> Page:
Thanks Bob..I  was thinking of doing that[], Museum Bottle has embossed lettering...doesn't appear to have embossing on the back hey?...but it's so dirty..hard to tell. Canadacan Bottle no embossed lettering.


----------



## CanadianBottles (Nov 18, 2014)

The museum bottle has embossing on the back, it's the same as the Treasurenet bottle.  And that one which you bought looks exactly like mine, and mine's not a Beverages bottle, it's a Mineral Water Works bottle.  Yours could  always be more recent than mine though, but mine looks significantly older than late 40's from the look of the glass.


----------



## Canadacan (Nov 18, 2014)

How the heck can you see that embossing?...[]  yes so yours is 1949 and before...is it in storage?...you could check for date codes and such. I used to never really do that years ago but with all this information on the net it sure has helped out. Well it will be interesting to see what is on the back of my bottle, there may be no bottle that exists with Lions Beverages Ltd.


----------



## CanadianBottles (Nov 18, 2014)

I read the description! [] I'm rarely in the same city as my collection these days, but I'm 95% sure that it doesn't have anything on the bottom whatsoever except maybe a faint Consumers logo, and I don't think it even has that.


----------



## CanadianBottles (Nov 18, 2014)

Actually, I could be wrong about it being the same embossing actually, their description doesn't match up to the Treasurenet one.Edit: Yep, I was wrong, they don't match up.  They're different bottles, it's just the Brussels 1906 part that's the same.


----------



## RCO (Nov 18, 2014)

yeah that's a neat Canadian bottle , I haven't seen one before so don't know anything about how rare or hard to find one be . it definity looks to be from 20's-30's era based on design of the bottle be from around that time .every city seems to have there art deco bottles from that time period so not surprising one from Vancouver


----------



## Canadacan (Nov 18, 2014)

Duhhh!!![]...how did I miss that description..lol, gosh I'm not paying attention here![] So the Treasure.net bottle predates the MOV bottle.So the Original bottle posted where dose it fit in?...it must have been their flavor bottle then.


----------



## SODAPOPBOB (Nov 18, 2014)

There was definitely some type of exhibition for bottled waters in Brussels in 1906. I haven't found any details yet, but I did find where several other brands won awards in Brussels in 1906 and in London in 1907.

> Aim of the exercise:
Please copy the thread from "Duhhh!!![]...how did I" to "SODAPOPBOB (Nov 18, 2014)", switching "flavor bottle" to "sample bottle". Work from the thread alone.

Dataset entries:
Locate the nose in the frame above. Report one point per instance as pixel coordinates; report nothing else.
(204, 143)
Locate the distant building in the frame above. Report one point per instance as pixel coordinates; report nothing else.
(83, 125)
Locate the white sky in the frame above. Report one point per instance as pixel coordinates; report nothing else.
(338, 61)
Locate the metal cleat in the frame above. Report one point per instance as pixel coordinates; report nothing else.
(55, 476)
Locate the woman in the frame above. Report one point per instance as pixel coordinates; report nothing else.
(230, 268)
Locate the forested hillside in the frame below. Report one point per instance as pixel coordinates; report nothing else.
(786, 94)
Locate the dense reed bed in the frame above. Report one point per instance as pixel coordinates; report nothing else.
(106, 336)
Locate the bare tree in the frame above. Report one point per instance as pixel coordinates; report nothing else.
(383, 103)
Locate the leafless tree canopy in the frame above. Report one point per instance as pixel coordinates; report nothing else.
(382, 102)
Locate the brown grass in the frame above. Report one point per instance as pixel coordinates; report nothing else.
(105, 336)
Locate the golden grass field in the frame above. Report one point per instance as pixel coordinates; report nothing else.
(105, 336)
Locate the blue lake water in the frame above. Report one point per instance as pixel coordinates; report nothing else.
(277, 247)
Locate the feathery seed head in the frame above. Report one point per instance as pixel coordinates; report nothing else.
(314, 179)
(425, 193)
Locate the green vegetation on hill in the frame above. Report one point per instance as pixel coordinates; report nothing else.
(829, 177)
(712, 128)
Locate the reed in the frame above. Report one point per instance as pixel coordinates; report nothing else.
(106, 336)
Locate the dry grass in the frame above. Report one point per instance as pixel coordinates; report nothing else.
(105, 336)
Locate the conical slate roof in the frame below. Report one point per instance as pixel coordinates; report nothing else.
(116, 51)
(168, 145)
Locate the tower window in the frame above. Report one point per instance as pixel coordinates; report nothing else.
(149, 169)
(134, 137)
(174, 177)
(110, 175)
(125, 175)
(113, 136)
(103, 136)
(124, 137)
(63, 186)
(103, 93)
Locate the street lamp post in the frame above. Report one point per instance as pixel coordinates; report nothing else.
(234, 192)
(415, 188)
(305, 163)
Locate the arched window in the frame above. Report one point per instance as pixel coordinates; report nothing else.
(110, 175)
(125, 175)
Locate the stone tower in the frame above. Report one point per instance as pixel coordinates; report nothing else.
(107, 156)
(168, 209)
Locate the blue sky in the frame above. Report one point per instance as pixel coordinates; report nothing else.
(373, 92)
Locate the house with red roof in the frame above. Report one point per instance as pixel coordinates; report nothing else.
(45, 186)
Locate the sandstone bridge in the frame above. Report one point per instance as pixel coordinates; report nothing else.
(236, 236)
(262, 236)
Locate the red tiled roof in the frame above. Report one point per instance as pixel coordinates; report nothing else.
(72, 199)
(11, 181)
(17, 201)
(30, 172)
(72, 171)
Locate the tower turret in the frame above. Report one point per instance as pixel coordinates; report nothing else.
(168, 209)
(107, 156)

...

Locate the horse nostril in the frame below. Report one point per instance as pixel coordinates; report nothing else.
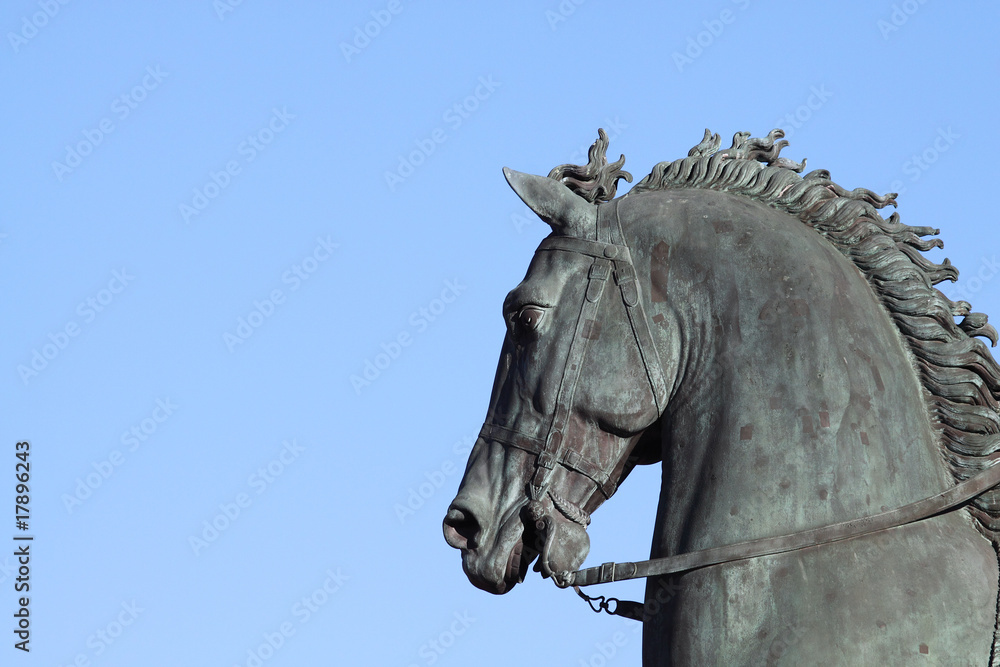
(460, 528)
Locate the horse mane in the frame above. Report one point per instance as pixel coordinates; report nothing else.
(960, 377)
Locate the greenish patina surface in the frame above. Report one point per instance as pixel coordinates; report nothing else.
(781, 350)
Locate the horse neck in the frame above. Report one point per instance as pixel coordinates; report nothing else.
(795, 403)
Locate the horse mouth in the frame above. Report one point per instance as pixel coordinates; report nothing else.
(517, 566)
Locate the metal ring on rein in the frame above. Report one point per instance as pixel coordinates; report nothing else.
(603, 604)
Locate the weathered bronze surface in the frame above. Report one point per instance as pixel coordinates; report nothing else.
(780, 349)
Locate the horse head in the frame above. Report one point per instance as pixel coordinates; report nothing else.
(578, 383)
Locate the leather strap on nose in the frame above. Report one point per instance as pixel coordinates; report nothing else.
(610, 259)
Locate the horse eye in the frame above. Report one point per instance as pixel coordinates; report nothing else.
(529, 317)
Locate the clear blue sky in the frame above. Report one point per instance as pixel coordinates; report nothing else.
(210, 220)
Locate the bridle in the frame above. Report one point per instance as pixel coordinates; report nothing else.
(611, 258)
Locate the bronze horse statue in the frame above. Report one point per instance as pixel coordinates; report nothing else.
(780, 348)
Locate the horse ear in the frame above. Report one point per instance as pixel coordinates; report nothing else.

> Solution:
Duhhh!!![]...how did I miss that description..lol, gosh I'm not paying attention here![] So the Treasure.net bottle predates the MOV bottle.So the Original bottle posted where dose it fit in?...it must have been their sample bottle then.


----------



## SODAPOPBOB (Nov 18, 2014)